# DOCUMENT PASSAGE
● ● ● ●
#  VQualA 2025 DIQA Challenge

**Repository Path**: qian-lan/vqual-a-2025-diqa-challenge

## Basic Information

- **Project Name**:  VQualA 2025 DIQA Challenge
- **Description**: No description available
- **Primary Language**: Unknown
- **License**: Not specified
- **Default Branch**: master
- **Homepage**: None
- **GVP Project**: No

## Statistics

- **Stars**: 0
- **Forks**: 0
- **Created**: 2025-07-21
- **Last Updated**: 2025-07-21

## Categories & Tags

**Categories**: Uncategorized

**Tags**: None

## README

# DIQA Challenge at VQualA 2025 - NJUST-KMG Team Solution

This repository contains the implementation of our solution for the Document Image Quality Assessment (DIQA) challenge at VQualA 2025. Our approach leverages fine-tuned multimodal vision-language models to assess the perceptual quality of enhanced document images.
● ● ● ●
# GIVEN MATERIAL
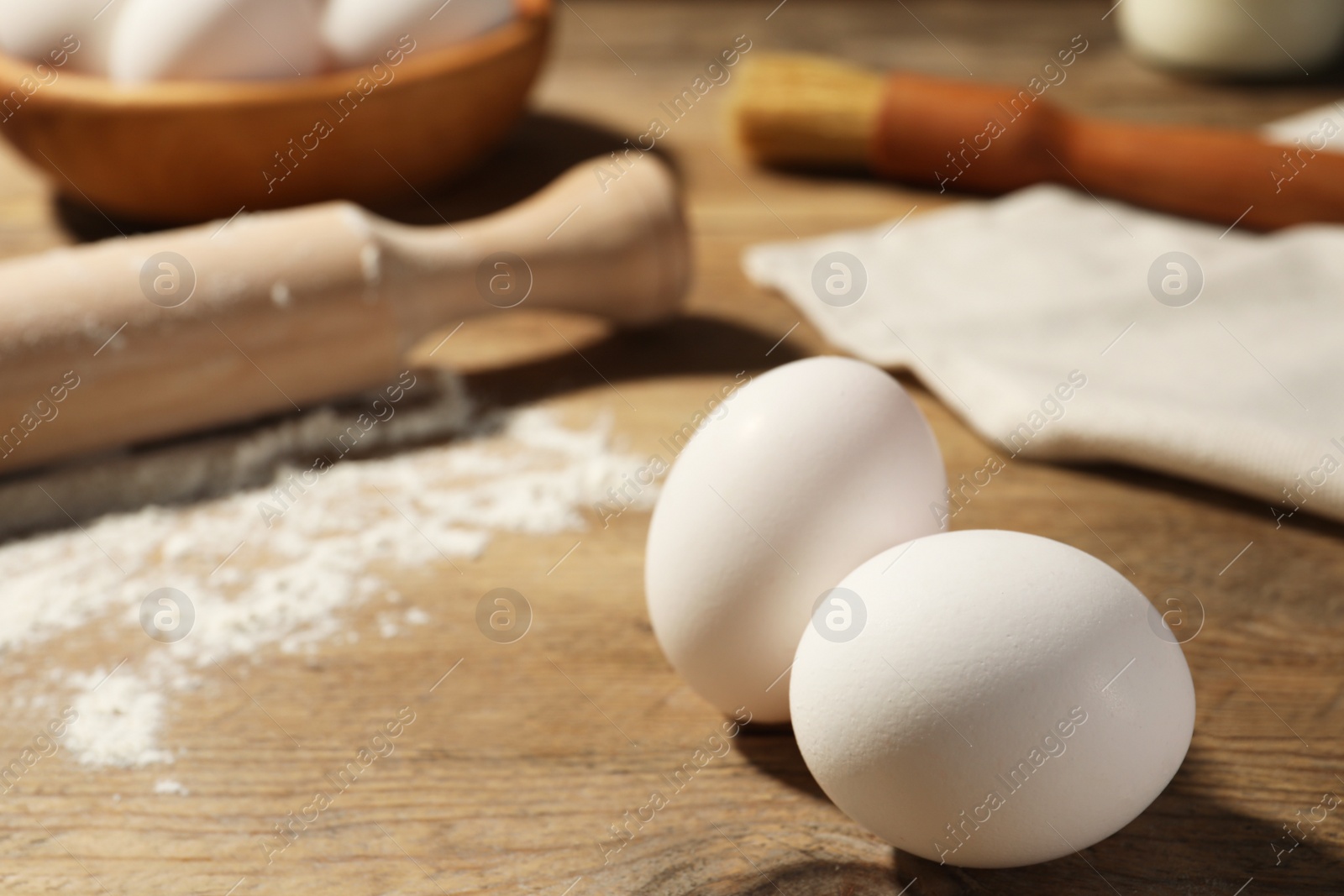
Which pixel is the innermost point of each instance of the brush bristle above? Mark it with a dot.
(806, 112)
● ● ● ●
# SHORT EXERCISE
Can you return the full DIQA challenge repository page shown above, word for word?

# PROBLEM SOLUTION
#  VQualA 2025 DIQA Challenge

**Repository Path**: qian-lan/vqual-a-2025-diqa-challenge

## Basic Information

- **Project Name**:  VQualA 2025 DIQA Challenge
- **Description**: No description available
- **Primary Language**: Unknown
- **License**: Not specified
- **Default Branch**: master
- **Homepage**: None
- **GVP Project**: No

## Statistics

- **Stars**: 0
- **Forks**: 0
- **Created**: 2025-07-21
- **Last Updated**: 2025-07-21

## Categories & Tags

**Categories**: Uncategorized

**Tags**: None

## README

# DIQA Challenge at VQualA 2025 - NJUST-KMG Team Solution

This repository contains the implementation of our solution for the Document Image Quality Assessment (DIQA) challenge at VQualA 2025. Our approach leverages fine-tuned multimodal vision-language models to assess the perceptual quality of enhanced document images.